> [AIM] Search the records for the line with "Target: dune crest". Output that line and each line after it, exactly, and stop at the end; omit pictures.

Stored records:

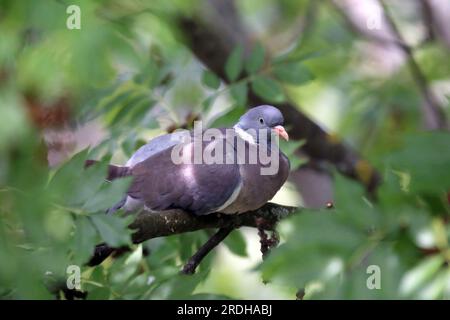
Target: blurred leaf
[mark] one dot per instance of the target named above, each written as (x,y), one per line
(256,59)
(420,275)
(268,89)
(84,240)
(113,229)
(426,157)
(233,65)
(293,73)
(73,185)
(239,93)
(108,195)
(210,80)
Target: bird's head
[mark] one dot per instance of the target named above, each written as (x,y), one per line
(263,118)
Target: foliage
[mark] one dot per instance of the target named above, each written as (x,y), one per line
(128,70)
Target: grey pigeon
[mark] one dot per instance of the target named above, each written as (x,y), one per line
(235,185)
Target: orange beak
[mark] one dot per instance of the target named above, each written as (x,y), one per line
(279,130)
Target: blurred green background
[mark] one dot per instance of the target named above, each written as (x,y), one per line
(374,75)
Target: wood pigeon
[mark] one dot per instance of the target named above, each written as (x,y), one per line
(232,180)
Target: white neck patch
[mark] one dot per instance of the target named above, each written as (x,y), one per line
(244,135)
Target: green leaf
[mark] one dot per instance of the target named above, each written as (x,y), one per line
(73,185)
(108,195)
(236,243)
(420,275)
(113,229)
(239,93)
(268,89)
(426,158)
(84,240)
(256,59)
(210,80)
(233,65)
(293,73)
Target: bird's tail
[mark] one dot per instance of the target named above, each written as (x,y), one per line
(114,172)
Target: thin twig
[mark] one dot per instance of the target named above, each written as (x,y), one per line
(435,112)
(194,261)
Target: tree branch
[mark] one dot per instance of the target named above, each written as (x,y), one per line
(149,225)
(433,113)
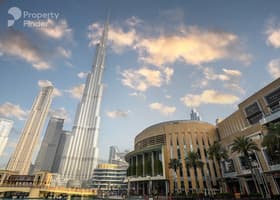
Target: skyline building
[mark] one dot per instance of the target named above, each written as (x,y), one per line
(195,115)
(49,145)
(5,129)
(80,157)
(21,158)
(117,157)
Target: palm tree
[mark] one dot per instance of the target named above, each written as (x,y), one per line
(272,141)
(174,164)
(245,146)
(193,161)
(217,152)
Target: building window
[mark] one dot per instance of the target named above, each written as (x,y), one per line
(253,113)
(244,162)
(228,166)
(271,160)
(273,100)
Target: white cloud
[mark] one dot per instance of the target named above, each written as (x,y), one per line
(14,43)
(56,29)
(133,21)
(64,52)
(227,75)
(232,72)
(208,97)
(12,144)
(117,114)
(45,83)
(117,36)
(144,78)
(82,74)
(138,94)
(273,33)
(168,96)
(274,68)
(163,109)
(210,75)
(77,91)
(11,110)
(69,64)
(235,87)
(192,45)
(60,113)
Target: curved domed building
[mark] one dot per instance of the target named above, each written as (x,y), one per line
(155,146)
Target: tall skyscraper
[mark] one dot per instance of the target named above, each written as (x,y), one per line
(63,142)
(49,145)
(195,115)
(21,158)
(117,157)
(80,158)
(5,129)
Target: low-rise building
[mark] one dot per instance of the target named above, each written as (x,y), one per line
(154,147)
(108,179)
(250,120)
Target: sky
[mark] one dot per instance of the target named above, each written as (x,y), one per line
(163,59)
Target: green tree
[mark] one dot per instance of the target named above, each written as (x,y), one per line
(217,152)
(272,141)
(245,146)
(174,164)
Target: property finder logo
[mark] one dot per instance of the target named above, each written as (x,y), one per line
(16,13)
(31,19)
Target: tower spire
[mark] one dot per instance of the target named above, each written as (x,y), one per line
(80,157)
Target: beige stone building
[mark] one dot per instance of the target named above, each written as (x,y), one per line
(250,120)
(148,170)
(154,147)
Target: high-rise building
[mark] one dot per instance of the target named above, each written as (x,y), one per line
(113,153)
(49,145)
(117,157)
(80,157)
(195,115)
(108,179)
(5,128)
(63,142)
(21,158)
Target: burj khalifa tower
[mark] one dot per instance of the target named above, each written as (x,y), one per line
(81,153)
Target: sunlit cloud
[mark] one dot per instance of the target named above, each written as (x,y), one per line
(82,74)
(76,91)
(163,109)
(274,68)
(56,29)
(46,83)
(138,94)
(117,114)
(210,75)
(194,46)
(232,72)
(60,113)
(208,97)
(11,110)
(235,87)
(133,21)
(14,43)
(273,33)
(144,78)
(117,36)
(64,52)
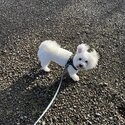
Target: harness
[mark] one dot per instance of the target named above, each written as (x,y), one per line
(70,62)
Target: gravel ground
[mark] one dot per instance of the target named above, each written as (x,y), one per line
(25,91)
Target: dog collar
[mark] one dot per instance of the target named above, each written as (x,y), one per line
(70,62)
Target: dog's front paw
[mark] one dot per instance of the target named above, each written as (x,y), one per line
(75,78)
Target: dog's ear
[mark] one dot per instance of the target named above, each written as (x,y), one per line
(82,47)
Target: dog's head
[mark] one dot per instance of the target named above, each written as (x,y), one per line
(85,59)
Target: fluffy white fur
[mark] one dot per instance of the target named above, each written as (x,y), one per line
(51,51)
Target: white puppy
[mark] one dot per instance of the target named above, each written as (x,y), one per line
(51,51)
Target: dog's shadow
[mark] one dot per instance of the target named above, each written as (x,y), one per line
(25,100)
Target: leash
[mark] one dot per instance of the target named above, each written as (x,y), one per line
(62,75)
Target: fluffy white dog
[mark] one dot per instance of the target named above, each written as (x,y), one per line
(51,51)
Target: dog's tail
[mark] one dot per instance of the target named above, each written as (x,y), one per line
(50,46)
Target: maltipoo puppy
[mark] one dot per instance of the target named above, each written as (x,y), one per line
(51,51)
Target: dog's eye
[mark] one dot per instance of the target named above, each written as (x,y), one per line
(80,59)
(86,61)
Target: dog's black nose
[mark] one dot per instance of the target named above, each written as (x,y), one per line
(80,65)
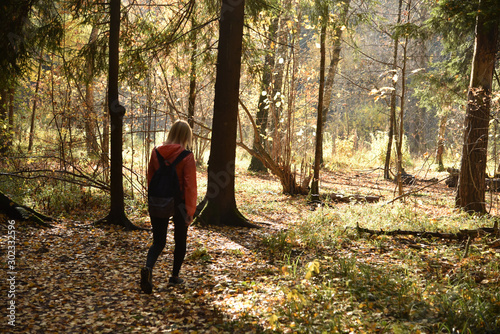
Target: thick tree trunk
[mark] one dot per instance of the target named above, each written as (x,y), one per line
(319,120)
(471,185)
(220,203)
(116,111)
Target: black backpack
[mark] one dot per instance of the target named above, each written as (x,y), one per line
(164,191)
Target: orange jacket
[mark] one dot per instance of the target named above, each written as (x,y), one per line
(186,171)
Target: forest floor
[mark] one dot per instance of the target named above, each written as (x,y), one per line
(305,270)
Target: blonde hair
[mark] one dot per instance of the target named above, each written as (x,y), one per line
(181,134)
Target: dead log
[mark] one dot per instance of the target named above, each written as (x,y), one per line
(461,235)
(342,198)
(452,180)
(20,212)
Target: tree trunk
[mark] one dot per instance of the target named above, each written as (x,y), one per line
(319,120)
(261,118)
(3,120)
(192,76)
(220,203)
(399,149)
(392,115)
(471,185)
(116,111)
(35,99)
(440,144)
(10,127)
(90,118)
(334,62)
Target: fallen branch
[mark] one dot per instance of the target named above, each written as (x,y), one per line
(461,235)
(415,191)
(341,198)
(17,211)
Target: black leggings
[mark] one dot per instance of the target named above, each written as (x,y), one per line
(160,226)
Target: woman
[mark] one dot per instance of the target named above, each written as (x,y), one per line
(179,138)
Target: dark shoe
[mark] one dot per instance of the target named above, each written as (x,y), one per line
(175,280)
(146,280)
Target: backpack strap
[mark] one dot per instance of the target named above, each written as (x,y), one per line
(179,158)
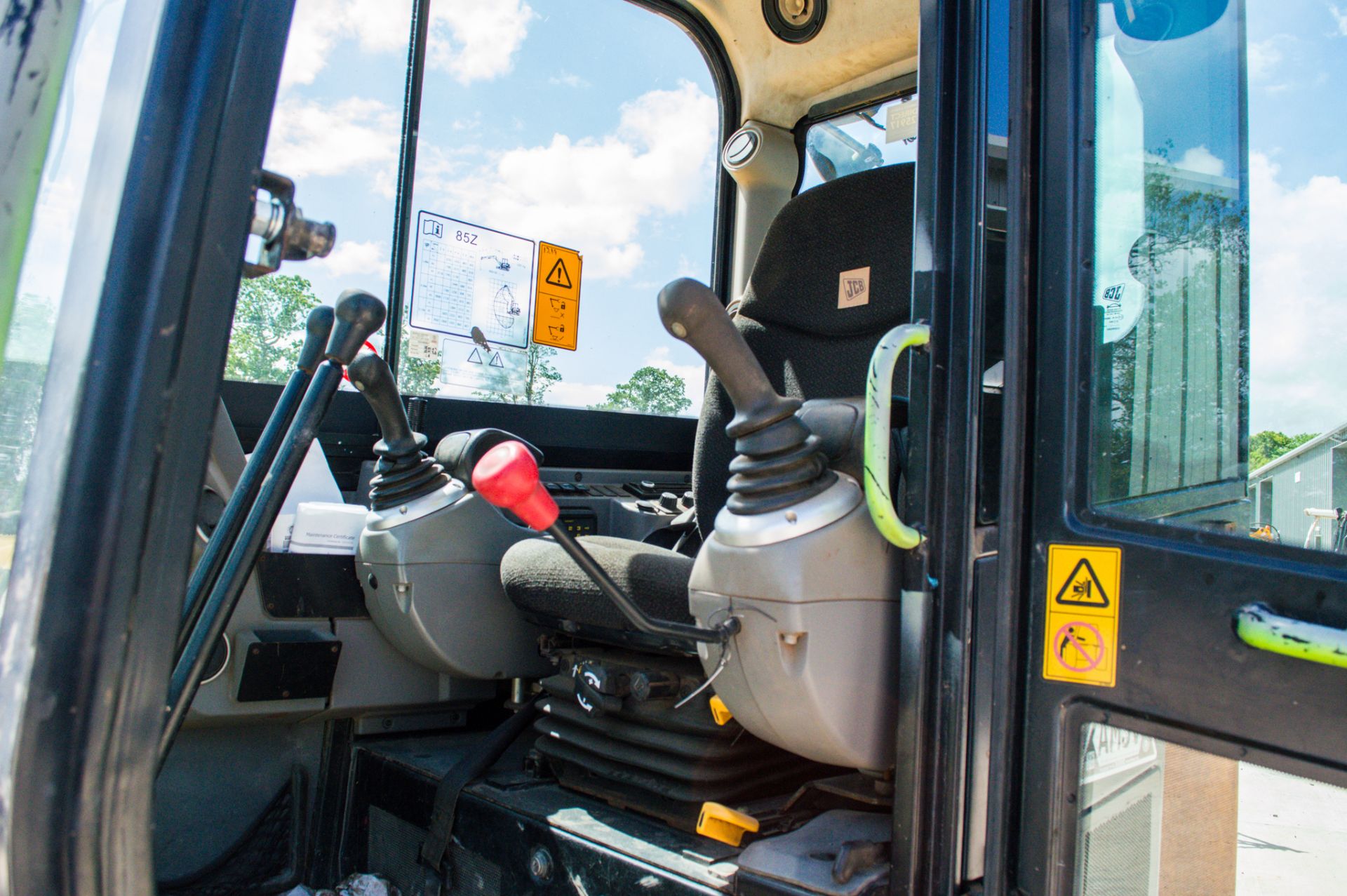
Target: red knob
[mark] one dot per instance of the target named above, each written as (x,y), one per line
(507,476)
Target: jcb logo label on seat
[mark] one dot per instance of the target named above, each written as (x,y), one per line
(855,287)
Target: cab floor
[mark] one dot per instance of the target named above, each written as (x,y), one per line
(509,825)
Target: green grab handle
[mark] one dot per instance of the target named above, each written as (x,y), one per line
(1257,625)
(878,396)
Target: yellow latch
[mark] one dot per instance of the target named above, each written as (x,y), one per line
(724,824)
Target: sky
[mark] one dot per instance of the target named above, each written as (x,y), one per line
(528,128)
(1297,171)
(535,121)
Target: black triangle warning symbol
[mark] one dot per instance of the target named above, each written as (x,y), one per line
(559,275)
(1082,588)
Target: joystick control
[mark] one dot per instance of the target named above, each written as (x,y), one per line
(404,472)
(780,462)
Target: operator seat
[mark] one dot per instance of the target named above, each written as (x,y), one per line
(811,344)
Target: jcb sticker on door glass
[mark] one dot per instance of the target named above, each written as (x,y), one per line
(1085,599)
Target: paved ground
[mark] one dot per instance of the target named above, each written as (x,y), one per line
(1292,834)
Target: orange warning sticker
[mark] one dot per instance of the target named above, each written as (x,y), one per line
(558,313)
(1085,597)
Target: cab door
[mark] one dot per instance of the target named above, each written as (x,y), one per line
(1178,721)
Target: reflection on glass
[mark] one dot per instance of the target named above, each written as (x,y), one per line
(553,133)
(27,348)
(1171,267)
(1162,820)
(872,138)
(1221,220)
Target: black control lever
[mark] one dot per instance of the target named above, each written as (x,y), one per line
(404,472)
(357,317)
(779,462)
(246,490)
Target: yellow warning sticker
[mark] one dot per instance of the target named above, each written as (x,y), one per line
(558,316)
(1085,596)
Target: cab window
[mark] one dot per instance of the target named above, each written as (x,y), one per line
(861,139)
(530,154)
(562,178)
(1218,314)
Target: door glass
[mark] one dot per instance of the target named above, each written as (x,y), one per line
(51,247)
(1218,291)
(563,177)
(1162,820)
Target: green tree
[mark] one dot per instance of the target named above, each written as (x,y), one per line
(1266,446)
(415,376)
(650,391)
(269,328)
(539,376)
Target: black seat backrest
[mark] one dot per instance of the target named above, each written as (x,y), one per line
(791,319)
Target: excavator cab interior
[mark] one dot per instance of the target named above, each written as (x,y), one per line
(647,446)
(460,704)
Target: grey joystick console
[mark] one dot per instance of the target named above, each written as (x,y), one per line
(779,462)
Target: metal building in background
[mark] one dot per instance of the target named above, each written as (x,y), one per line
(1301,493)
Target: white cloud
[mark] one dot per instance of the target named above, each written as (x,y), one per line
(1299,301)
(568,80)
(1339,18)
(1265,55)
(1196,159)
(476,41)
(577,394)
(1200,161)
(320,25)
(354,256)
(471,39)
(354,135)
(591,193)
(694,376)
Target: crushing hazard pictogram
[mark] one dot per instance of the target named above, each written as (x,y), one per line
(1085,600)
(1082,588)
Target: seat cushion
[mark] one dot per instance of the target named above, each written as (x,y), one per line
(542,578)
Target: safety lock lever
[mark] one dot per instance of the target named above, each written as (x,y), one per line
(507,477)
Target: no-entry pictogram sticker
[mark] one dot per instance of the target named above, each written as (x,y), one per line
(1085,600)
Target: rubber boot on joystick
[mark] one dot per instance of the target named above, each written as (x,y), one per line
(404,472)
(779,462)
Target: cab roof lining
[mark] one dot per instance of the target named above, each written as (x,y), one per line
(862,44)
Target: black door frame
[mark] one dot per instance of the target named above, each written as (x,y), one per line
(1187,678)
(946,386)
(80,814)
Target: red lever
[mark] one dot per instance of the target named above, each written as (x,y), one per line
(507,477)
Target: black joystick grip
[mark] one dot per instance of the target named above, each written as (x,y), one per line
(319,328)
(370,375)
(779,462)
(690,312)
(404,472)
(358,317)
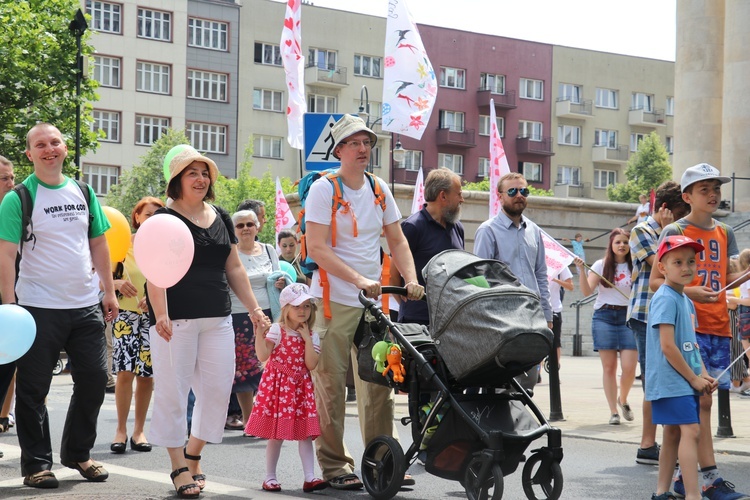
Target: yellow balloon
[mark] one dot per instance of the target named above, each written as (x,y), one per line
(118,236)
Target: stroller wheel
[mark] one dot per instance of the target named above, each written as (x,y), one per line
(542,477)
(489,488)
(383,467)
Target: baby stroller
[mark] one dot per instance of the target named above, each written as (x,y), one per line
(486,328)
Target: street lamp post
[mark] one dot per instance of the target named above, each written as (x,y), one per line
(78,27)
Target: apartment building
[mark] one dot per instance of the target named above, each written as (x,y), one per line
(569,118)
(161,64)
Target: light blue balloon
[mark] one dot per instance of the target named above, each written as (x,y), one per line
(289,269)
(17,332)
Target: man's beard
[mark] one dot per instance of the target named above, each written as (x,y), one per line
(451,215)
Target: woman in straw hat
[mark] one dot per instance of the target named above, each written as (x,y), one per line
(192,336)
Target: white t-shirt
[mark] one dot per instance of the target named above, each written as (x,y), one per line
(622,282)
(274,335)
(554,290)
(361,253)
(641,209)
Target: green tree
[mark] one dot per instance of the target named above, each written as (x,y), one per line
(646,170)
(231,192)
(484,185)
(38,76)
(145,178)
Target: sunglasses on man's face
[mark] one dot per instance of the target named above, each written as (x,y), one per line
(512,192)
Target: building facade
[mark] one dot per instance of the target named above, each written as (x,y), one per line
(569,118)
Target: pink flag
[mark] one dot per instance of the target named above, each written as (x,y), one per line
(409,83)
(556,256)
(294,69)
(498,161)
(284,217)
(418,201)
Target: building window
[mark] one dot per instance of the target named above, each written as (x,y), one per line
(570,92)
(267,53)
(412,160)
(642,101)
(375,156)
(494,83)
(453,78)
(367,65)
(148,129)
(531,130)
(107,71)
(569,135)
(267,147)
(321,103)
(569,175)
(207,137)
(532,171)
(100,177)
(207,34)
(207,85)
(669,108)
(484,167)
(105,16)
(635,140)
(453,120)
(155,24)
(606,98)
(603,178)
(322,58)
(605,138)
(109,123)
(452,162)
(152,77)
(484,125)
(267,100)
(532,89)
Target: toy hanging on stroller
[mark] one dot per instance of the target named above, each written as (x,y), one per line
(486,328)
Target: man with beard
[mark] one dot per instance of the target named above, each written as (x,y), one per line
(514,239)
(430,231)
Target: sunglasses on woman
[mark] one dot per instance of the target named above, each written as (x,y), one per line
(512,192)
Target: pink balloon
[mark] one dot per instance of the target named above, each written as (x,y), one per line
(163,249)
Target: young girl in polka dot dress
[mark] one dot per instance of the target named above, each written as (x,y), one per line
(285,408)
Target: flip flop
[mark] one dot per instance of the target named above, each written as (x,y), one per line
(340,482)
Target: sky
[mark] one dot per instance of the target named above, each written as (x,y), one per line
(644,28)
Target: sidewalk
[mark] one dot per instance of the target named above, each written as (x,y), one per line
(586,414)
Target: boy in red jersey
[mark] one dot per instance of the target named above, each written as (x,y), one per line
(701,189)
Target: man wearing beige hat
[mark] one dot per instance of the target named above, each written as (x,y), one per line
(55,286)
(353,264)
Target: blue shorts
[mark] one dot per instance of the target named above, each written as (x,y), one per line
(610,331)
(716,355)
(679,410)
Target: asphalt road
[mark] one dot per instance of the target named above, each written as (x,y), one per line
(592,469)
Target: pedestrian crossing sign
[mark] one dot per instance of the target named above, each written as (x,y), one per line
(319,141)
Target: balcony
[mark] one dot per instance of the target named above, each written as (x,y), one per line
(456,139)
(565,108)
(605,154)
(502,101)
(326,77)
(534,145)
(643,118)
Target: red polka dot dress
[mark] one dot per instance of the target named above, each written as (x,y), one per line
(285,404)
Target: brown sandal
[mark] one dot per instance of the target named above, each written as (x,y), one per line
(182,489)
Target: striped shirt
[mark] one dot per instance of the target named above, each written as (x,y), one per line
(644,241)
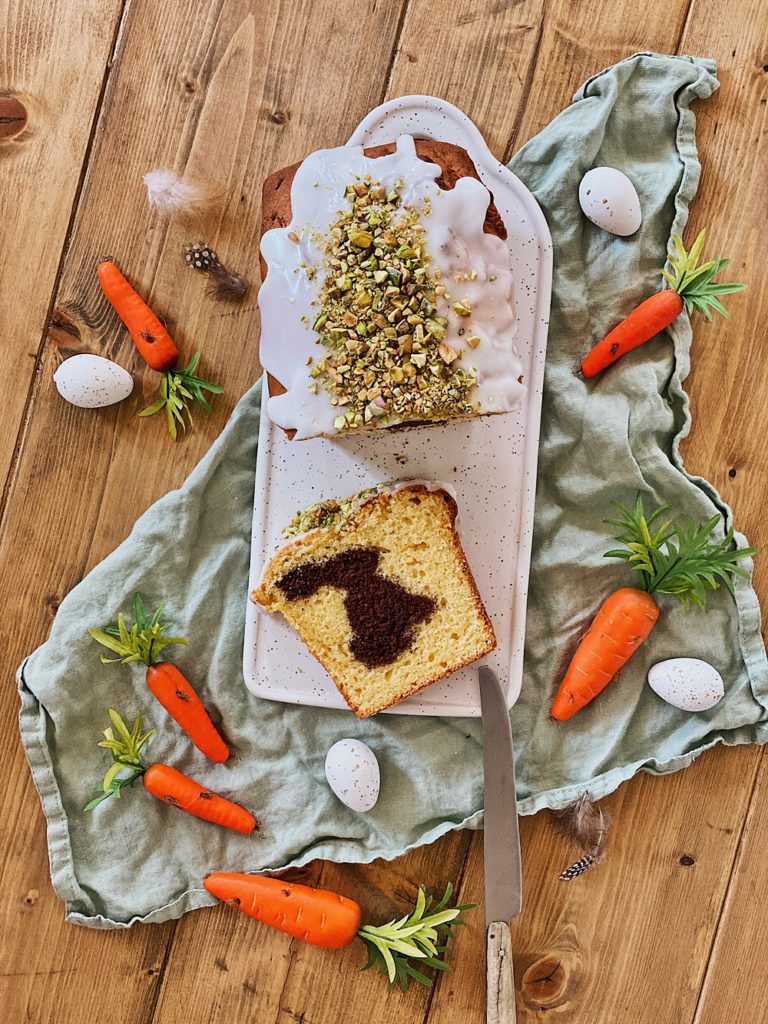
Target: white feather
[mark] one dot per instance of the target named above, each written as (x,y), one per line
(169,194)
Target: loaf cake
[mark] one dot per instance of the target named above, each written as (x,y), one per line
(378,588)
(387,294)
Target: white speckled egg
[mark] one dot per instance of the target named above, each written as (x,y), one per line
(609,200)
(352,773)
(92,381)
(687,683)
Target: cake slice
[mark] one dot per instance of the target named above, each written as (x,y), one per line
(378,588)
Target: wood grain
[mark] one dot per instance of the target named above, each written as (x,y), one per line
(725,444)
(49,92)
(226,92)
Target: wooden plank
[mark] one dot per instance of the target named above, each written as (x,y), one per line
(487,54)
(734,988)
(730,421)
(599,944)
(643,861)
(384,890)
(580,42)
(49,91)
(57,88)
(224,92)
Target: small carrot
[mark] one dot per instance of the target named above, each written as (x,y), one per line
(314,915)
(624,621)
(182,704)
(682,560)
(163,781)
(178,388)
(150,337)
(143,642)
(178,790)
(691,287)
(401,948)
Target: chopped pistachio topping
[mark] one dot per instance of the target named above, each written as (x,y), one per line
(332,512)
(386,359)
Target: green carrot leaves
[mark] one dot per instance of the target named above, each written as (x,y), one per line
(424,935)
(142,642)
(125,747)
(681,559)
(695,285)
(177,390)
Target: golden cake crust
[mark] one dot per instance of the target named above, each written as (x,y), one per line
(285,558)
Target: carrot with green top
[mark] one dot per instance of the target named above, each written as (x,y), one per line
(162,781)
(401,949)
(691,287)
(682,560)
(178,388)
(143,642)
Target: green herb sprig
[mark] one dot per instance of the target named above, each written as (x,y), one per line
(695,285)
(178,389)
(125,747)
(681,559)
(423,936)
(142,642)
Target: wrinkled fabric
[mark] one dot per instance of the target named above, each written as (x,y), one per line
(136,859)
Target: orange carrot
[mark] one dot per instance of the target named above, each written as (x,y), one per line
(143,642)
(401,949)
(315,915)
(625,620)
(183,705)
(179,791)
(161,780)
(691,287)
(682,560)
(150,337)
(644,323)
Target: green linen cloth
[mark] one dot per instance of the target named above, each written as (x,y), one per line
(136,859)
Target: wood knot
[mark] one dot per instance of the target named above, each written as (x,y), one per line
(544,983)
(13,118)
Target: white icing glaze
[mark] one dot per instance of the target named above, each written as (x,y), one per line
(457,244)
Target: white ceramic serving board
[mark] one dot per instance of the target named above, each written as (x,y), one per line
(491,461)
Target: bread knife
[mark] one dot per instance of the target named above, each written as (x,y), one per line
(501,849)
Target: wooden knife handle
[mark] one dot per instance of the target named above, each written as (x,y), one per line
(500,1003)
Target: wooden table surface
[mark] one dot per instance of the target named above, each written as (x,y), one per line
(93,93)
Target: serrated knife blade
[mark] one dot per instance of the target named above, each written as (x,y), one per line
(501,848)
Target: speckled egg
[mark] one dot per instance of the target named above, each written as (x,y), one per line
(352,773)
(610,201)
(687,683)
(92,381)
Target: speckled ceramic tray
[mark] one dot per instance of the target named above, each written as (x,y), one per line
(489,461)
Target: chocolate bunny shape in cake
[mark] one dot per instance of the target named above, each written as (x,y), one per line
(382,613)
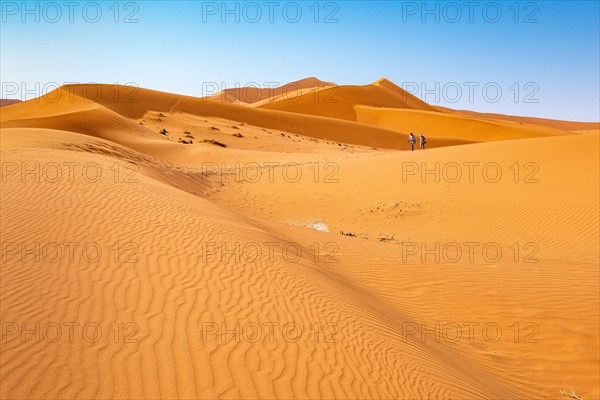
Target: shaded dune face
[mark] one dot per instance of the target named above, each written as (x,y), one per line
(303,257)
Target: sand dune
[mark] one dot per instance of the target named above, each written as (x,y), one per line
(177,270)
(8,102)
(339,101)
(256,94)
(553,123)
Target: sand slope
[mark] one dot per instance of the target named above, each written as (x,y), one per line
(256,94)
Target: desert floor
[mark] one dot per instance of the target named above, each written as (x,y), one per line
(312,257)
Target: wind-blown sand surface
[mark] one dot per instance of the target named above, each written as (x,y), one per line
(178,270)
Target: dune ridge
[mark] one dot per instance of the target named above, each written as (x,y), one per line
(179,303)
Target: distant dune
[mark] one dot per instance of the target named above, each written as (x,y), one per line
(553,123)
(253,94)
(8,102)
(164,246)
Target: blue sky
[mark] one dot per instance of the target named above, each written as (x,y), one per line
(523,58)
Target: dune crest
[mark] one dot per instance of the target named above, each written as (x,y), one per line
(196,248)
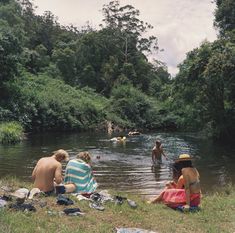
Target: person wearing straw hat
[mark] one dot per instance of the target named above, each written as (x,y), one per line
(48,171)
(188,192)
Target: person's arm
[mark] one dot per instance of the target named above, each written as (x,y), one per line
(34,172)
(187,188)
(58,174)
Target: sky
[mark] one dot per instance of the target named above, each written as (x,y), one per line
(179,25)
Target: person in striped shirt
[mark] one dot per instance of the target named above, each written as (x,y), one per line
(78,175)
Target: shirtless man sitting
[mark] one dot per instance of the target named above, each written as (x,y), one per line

> [ANSWER BELOW]
Target: dune crest
[mark] one dot per instance of the target named above, each written as (x,y), one per line
(196,248)
Target: person wearing straw hat
[mark] one dot per instance of the target named above, each written as (x,y), one per line
(48,171)
(188,192)
Target: person's arm
[mark] one dot per instance of the target named above, each written as (x,y), one per line
(34,172)
(187,188)
(58,174)
Target: sky
[mark] one dot per instance of the target named above, each written as (x,y), one per line
(179,25)
Target: person in striped shirt
[mark] one dot per instance of the target named above, each written as (x,y), one per line
(78,175)
Target: shirtless man sitting
[mark] one dot per instance of the target named above, each written as (x,y), one per line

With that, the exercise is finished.